(Excerpts from point annotation data)

<<<<

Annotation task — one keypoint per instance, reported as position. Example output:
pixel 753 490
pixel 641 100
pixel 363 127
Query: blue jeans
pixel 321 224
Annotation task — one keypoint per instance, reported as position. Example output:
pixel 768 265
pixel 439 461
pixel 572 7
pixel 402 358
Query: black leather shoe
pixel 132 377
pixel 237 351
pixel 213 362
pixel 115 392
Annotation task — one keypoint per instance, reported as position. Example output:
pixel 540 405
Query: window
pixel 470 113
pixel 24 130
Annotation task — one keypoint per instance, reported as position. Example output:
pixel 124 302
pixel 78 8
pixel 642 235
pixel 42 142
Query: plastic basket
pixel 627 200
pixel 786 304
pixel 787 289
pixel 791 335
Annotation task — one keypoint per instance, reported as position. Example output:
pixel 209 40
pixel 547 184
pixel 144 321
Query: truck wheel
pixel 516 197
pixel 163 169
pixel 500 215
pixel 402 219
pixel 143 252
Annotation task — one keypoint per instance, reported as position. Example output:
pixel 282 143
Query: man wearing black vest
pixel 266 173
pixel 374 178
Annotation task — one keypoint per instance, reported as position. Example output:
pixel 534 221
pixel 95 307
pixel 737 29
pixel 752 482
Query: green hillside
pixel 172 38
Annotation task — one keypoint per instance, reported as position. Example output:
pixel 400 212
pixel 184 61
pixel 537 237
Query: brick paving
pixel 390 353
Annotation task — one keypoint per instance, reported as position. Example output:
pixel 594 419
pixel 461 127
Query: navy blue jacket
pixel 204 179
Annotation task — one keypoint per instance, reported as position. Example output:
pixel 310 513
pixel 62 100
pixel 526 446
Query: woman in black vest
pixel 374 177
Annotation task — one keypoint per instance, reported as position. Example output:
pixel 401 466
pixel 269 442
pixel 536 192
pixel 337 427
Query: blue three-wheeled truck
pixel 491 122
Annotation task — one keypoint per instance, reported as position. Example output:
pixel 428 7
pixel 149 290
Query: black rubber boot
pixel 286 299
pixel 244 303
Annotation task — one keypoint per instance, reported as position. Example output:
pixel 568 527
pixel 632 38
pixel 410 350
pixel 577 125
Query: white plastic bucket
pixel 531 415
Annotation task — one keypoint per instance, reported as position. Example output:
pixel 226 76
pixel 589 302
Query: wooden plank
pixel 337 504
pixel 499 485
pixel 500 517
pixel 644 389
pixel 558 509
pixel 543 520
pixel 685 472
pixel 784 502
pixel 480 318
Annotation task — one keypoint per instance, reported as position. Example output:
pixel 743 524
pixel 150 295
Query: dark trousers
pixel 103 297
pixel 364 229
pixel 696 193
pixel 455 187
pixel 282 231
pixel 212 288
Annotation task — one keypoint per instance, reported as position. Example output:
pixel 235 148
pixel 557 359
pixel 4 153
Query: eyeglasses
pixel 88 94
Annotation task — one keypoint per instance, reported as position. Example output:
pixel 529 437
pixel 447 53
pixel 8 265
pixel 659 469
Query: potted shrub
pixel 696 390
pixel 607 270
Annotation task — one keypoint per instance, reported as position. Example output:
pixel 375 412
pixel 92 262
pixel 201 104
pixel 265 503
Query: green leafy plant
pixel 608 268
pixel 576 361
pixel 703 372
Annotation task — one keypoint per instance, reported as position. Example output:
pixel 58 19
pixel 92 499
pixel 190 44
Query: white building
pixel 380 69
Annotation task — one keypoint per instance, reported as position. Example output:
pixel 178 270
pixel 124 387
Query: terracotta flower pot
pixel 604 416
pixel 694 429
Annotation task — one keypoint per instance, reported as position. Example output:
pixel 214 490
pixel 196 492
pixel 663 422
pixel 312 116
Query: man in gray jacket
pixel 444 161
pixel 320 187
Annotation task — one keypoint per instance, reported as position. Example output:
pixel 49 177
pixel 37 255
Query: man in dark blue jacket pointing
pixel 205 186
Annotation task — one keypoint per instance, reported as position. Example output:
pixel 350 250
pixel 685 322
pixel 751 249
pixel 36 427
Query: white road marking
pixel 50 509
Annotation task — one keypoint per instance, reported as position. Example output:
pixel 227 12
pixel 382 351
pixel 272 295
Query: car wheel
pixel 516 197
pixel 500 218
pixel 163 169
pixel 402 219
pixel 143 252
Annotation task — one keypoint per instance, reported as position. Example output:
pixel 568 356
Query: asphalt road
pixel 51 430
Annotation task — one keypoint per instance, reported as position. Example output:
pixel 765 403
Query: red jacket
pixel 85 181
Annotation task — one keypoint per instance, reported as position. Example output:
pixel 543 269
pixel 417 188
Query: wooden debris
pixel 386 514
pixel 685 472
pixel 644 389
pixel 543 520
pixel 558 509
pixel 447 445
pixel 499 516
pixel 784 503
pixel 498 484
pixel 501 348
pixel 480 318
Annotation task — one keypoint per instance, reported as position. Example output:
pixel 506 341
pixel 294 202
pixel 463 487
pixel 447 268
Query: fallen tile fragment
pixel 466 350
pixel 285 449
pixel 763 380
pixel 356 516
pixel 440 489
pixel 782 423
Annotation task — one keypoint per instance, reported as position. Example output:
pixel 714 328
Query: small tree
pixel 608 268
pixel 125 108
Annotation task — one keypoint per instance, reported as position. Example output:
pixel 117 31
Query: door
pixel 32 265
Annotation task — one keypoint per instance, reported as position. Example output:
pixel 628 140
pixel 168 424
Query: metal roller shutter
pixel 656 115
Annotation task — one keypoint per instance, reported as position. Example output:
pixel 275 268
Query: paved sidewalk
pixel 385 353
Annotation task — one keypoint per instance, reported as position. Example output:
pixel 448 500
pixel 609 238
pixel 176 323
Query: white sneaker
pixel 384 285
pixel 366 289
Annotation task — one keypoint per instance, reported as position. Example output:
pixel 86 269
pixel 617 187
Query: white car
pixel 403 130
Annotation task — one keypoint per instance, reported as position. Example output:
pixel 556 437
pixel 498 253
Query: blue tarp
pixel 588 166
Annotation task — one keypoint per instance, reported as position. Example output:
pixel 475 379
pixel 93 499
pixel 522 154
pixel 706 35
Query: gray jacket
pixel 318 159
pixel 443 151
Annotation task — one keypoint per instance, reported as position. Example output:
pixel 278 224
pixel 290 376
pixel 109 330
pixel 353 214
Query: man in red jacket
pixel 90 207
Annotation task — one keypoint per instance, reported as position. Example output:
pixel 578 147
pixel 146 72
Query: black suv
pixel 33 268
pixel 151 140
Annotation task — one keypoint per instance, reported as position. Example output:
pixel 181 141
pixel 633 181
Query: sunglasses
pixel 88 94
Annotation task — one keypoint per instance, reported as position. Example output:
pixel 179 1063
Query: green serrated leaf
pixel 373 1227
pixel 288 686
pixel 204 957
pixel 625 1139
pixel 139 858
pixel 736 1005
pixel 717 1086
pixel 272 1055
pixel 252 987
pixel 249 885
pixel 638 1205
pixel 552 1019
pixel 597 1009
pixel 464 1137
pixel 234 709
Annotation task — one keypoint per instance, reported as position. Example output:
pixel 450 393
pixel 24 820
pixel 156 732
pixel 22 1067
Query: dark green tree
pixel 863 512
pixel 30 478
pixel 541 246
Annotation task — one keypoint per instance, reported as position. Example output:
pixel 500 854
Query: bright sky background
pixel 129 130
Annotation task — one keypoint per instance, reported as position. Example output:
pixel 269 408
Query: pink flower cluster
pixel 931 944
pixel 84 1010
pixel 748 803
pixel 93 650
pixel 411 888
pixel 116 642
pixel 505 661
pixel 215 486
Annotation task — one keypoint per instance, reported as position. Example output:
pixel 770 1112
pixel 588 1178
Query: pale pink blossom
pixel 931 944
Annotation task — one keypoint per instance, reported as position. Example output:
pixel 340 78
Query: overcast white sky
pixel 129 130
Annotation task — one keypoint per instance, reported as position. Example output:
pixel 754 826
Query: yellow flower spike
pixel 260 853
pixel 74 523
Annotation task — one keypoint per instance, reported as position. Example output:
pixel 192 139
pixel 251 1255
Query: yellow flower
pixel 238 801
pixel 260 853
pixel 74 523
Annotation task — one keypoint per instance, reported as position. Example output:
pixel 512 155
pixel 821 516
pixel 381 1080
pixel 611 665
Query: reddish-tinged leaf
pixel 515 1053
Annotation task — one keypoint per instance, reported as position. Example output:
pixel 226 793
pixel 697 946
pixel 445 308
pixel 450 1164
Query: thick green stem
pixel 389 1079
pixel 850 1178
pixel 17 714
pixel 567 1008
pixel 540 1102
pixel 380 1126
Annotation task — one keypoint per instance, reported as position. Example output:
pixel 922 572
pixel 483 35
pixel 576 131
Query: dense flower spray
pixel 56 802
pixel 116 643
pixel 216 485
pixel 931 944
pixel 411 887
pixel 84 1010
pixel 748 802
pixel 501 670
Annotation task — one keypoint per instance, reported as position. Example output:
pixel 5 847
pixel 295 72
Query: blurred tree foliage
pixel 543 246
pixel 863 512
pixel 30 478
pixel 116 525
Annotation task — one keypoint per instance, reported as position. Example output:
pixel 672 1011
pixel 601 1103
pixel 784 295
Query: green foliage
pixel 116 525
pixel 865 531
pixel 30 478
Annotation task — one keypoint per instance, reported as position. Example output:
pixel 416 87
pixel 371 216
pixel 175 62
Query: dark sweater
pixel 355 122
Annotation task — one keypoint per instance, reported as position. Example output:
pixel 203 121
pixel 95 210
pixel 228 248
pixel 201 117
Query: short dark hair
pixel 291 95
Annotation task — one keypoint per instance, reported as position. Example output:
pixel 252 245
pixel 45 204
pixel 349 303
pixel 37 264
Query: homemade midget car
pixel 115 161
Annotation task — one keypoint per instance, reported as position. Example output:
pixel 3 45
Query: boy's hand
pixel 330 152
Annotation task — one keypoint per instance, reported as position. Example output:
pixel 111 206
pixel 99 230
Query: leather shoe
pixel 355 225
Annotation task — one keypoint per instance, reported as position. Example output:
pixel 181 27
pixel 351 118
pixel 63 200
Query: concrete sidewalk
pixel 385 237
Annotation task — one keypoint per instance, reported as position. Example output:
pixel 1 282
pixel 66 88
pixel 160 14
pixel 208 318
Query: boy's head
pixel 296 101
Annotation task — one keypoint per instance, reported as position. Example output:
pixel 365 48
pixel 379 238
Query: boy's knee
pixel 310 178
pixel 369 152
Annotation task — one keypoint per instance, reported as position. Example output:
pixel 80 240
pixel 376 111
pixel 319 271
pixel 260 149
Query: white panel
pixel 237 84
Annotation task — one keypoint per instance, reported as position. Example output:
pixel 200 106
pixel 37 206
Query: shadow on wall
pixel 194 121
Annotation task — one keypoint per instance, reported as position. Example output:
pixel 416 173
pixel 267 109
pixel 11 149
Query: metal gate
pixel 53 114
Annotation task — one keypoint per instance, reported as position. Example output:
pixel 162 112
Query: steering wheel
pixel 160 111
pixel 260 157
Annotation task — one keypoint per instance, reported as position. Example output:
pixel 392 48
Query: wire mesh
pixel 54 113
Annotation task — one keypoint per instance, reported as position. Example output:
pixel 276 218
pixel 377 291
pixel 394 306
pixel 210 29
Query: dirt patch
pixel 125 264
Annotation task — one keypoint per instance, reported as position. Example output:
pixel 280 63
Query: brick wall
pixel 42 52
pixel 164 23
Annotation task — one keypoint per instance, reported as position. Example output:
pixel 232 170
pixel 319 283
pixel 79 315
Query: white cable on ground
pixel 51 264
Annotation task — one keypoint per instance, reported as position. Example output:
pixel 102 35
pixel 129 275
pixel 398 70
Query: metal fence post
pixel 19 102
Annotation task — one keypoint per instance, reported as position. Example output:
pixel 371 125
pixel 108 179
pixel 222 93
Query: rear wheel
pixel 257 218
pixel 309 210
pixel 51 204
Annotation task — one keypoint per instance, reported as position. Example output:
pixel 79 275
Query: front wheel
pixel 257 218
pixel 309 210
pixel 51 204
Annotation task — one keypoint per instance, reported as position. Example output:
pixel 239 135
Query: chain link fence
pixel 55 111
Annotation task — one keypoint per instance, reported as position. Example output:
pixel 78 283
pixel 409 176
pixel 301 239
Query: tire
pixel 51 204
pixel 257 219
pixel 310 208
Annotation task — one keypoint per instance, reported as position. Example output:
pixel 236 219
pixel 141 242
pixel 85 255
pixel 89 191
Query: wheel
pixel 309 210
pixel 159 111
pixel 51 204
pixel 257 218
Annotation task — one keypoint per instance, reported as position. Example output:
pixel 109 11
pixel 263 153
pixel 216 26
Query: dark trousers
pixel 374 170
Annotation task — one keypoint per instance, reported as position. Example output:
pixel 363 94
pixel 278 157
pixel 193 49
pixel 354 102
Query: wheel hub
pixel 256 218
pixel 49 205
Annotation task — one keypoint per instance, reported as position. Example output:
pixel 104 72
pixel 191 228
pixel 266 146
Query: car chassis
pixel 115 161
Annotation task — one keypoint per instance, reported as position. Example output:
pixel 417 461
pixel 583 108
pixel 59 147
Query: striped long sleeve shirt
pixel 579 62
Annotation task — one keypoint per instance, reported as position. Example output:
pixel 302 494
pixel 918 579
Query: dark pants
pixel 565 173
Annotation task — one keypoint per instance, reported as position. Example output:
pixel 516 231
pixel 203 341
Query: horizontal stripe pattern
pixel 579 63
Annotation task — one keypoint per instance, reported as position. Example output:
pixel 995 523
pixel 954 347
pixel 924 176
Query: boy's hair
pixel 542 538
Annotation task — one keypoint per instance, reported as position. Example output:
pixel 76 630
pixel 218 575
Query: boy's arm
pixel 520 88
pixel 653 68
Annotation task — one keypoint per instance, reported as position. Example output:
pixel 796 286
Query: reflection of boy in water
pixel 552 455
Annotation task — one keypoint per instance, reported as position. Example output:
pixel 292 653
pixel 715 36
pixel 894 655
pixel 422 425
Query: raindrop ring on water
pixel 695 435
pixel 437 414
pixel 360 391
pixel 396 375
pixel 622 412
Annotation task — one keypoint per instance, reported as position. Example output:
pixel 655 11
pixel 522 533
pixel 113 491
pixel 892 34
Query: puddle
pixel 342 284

>>>>

_What this task involves:_ Rewrite the records from the start through the line containing "pixel 172 38", replacing "plastic basket" with "wicker basket" and keeping all else the same.

_Expected output:_
Annotation task — one keypoint per instance, reported as position. Example output:
pixel 753 490
pixel 641 100
pixel 363 127
Query: blue jeans
pixel 321 224
Annotation task — one keypoint per instance, reported as position. Example output:
pixel 768 265
pixel 439 461
pixel 572 7
pixel 402 358
Query: black leather shoe
pixel 132 377
pixel 237 351
pixel 213 362
pixel 115 392
Annotation task — one keypoint per instance, reported as position. Example output:
pixel 540 405
Query: window
pixel 470 113
pixel 24 130
Annotation task — one keypoint per instance, reported as position. Example output:
pixel 124 302
pixel 78 8
pixel 642 235
pixel 42 142
Query: wicker basket
pixel 627 200
pixel 786 304
pixel 787 289
pixel 791 335
Annotation task — one keypoint per instance, reported as position. Example output:
pixel 209 40
pixel 547 184
pixel 144 321
Query: truck wheel
pixel 516 197
pixel 163 169
pixel 500 215
pixel 402 219
pixel 143 252
Annotation task — one keypoint per instance, reported as position. Example output:
pixel 282 143
Query: man wearing black vest
pixel 266 173
pixel 374 178
Annotation task — one keypoint per instance, reported as position. Example output:
pixel 534 221
pixel 95 307
pixel 737 29
pixel 752 482
Query: green hillside
pixel 172 38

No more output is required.